EXERCISE OBJECTIVE
Pictures stay out of this copy; please retype only the lines from the start of the records through the line with "Target: tree".
---------- GIVEN RECORDS ----------
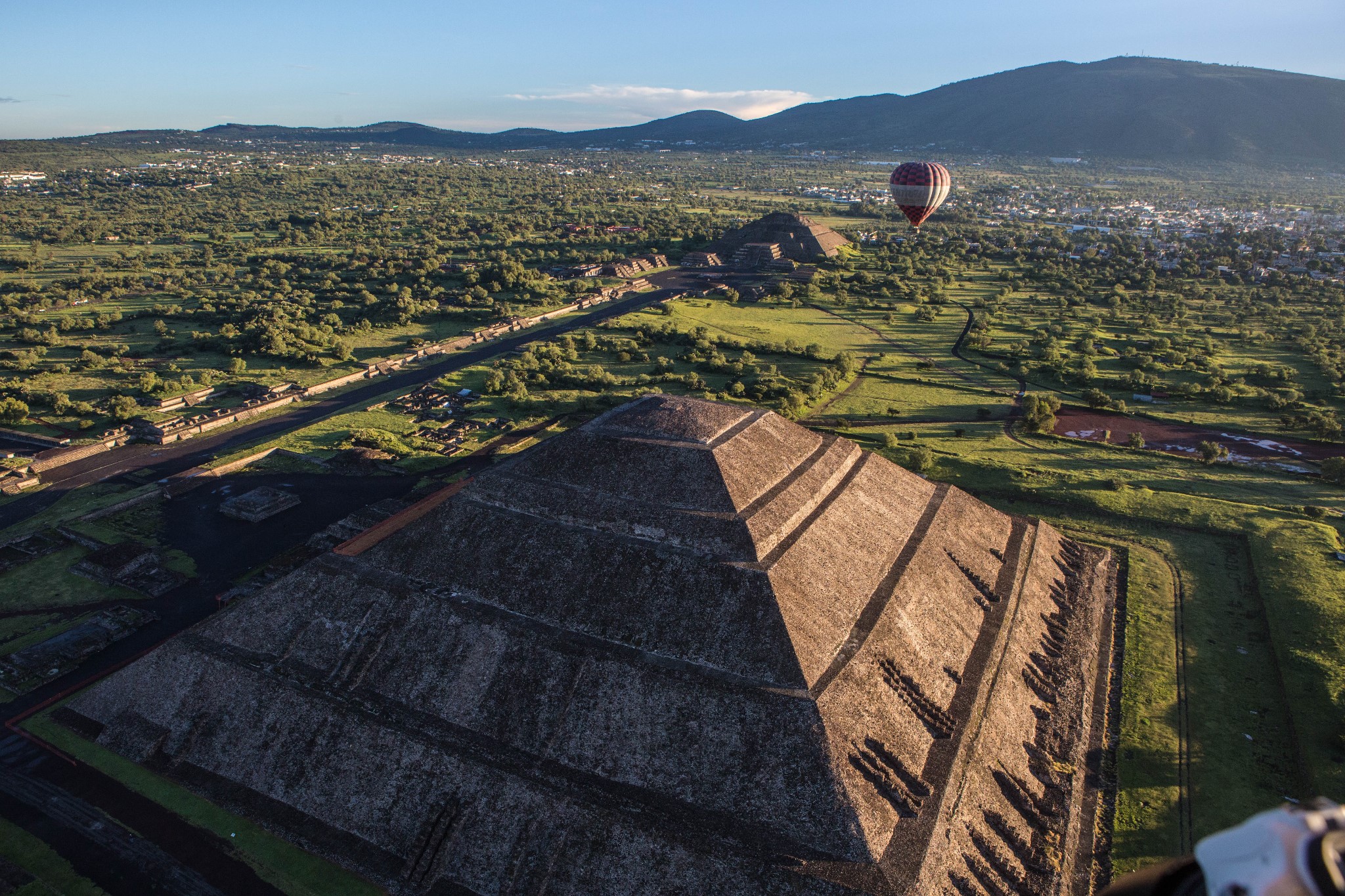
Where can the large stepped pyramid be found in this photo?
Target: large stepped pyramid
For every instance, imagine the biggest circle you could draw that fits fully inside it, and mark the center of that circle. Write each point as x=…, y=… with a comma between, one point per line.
x=685, y=648
x=797, y=237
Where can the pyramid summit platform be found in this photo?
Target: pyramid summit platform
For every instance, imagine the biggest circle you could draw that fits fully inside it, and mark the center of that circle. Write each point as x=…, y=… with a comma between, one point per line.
x=685, y=648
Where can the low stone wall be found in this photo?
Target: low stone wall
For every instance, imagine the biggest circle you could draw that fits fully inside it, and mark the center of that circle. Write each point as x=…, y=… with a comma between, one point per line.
x=65, y=456
x=335, y=383
x=191, y=429
x=121, y=505
x=30, y=438
x=16, y=484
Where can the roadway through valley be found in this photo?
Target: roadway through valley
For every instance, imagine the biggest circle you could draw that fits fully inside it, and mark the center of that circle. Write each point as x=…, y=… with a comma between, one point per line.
x=181, y=456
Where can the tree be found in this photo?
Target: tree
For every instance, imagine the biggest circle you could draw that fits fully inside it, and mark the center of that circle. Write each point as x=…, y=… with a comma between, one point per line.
x=12, y=410
x=1333, y=471
x=919, y=458
x=1211, y=452
x=1039, y=413
x=123, y=408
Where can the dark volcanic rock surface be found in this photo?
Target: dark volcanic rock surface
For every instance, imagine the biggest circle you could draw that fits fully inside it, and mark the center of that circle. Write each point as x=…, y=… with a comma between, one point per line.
x=685, y=648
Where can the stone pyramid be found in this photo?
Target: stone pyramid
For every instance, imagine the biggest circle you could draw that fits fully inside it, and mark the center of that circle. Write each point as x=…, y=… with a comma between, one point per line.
x=799, y=237
x=685, y=648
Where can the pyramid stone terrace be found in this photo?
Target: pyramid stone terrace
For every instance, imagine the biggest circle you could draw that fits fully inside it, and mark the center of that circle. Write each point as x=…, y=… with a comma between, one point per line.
x=685, y=648
x=797, y=238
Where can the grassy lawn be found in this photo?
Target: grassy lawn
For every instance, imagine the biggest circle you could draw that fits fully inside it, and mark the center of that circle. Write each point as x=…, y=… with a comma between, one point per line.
x=276, y=861
x=51, y=874
x=774, y=324
x=47, y=582
x=74, y=504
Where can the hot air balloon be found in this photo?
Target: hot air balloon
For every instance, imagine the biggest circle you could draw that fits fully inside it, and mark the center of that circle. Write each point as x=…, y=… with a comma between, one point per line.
x=919, y=187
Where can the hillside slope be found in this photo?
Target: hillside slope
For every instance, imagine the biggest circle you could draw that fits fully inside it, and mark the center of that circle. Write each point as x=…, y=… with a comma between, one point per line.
x=1134, y=108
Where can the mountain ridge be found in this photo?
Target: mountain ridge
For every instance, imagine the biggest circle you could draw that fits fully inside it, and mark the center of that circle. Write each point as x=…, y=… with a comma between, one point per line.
x=1125, y=106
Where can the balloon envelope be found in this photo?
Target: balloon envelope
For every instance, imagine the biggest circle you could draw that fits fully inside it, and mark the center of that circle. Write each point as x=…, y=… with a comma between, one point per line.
x=919, y=187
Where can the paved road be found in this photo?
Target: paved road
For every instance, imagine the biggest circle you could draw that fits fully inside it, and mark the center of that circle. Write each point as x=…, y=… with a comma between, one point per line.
x=87, y=816
x=181, y=456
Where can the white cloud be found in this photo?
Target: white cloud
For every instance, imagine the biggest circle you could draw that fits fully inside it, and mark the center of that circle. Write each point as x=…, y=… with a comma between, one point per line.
x=658, y=102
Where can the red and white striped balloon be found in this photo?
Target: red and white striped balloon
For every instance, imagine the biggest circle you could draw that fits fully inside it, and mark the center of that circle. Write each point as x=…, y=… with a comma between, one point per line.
x=919, y=187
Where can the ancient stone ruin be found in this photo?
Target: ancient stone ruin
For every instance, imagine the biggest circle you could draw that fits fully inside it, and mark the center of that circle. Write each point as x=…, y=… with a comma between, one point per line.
x=797, y=237
x=686, y=648
x=260, y=504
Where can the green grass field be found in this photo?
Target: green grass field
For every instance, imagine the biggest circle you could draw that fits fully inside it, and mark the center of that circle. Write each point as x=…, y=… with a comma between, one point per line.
x=286, y=867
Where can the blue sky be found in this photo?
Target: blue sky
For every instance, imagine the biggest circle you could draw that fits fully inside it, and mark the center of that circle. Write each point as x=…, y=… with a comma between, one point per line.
x=74, y=68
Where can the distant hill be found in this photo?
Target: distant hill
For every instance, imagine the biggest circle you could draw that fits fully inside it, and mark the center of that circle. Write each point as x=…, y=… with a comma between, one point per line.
x=1134, y=108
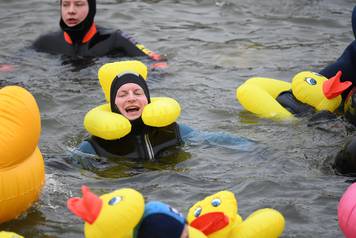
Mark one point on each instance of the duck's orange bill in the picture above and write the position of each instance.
(210, 222)
(88, 207)
(333, 87)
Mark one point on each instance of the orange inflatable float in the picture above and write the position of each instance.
(21, 164)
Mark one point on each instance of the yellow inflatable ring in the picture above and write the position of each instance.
(103, 123)
(21, 164)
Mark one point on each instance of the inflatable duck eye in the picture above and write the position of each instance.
(216, 202)
(310, 81)
(115, 200)
(197, 211)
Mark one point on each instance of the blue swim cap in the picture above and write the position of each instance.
(160, 221)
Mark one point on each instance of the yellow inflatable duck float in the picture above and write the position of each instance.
(277, 99)
(217, 217)
(102, 122)
(22, 172)
(112, 215)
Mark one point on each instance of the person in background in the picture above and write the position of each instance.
(80, 36)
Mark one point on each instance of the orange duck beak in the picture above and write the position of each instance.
(333, 87)
(88, 207)
(210, 222)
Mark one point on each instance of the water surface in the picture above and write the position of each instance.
(212, 47)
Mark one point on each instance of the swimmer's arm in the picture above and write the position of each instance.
(133, 48)
(87, 148)
(222, 139)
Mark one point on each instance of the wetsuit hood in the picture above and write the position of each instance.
(124, 79)
(78, 32)
(137, 125)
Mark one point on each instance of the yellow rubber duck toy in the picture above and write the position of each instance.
(22, 168)
(112, 215)
(277, 99)
(217, 217)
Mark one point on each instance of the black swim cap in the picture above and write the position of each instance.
(78, 32)
(124, 79)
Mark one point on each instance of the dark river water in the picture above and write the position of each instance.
(212, 47)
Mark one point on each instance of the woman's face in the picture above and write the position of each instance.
(74, 12)
(130, 100)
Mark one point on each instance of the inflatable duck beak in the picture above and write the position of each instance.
(210, 222)
(333, 87)
(88, 207)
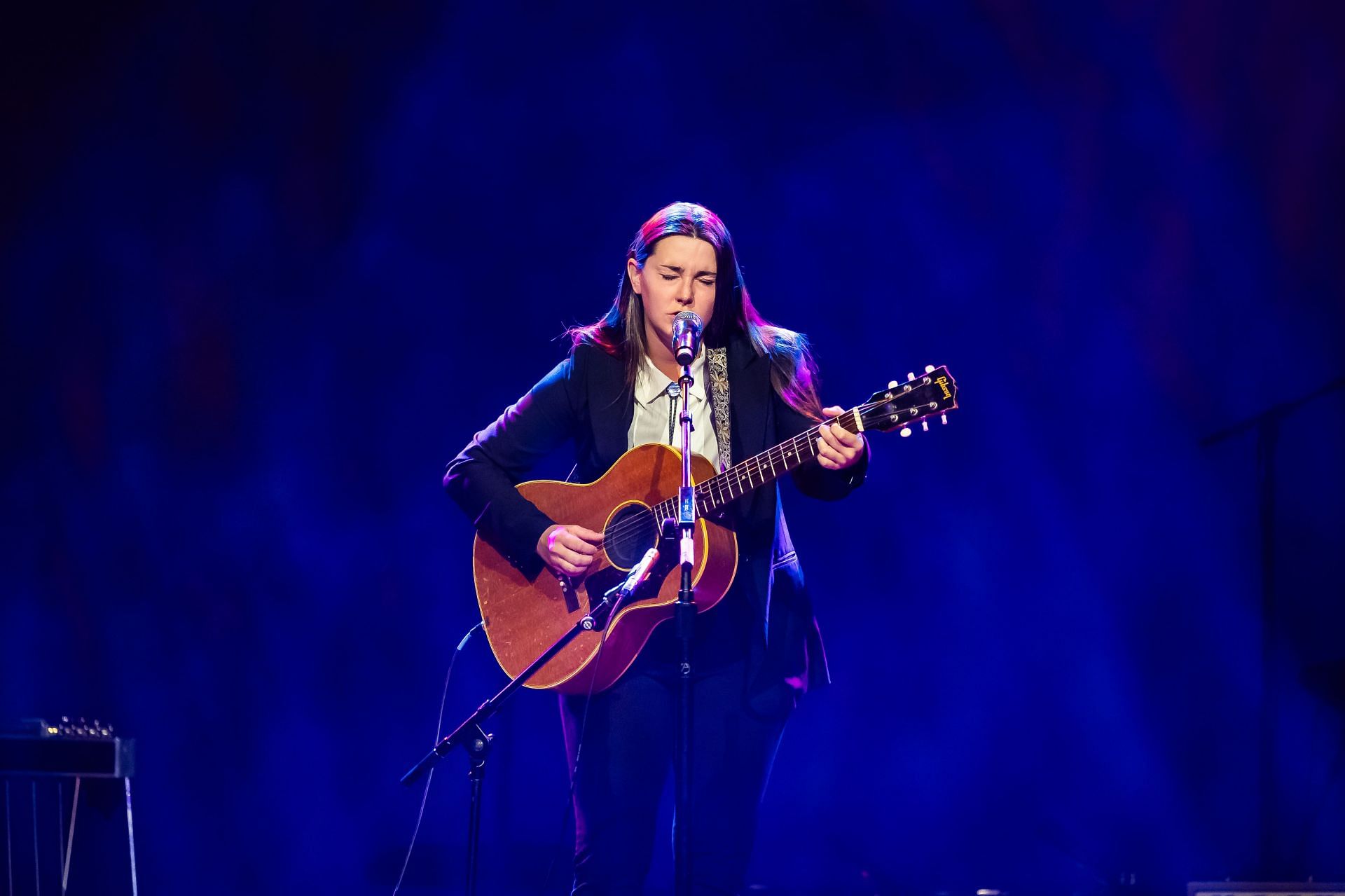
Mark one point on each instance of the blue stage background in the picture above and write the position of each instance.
(267, 268)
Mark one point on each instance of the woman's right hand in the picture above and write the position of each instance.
(570, 549)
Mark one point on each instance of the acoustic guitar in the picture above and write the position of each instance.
(523, 616)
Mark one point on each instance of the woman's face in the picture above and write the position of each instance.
(677, 276)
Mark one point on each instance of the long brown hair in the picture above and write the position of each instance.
(621, 331)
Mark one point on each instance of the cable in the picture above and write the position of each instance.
(439, 726)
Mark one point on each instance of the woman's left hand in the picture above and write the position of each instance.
(837, 446)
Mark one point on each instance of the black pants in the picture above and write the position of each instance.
(628, 750)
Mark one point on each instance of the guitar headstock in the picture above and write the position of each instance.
(902, 404)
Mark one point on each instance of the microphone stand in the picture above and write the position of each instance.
(685, 622)
(474, 739)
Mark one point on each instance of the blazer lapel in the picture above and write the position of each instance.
(750, 382)
(611, 411)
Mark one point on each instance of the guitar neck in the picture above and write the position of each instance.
(757, 470)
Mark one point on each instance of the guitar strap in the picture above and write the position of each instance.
(717, 364)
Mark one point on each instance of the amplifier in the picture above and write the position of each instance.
(67, 748)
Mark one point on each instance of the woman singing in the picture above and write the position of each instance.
(757, 650)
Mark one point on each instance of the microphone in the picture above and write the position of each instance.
(638, 574)
(687, 337)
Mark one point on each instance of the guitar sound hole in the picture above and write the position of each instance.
(630, 535)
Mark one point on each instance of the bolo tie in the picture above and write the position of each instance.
(674, 392)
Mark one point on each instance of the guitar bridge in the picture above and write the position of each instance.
(572, 599)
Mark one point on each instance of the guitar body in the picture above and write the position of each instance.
(523, 616)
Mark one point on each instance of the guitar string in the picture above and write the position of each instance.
(733, 476)
(751, 469)
(725, 483)
(720, 489)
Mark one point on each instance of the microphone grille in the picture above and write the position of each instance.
(688, 319)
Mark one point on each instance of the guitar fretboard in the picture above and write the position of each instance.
(757, 471)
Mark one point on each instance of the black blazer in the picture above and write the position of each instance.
(584, 400)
----------
RESPONSE BELOW
Where can the large stepped pyramid be found in this photo?
Target: large stepped pyramid
For every instance, imagine the biggest circle you could draw that fits fully inside it, and mark the center of that circle. Write each point as x=…, y=… with a comma between, one point per line.
x=685, y=648
x=797, y=237
Where can the pyramid summit platform be found in this photo?
Target: pyramid summit platform
For every instance, imagine the biggest circle you could draw that fits fully inside it, and mark the center of that circle. Write each point as x=…, y=… with a comma between, one point per line.
x=685, y=648
Where can the low stone wall be found in this photo?
Target: low stone wall
For every instance, imagine the biggest circle you could draw that fits fully inside it, and mark the center of that circle. Write each point as x=…, y=… with a comma between, one point per line.
x=65, y=456
x=335, y=383
x=191, y=429
x=121, y=505
x=30, y=438
x=16, y=484
Where can the roadway through valley be found in this photo?
Target: roadway through valley
For every instance, imagine the biggest circle you could draw that fits fully inside it, and mark the center of that circle. Write each point as x=…, y=… with a comma between, one point per line.
x=181, y=456
Where can the tree be found in this photo?
Target: tree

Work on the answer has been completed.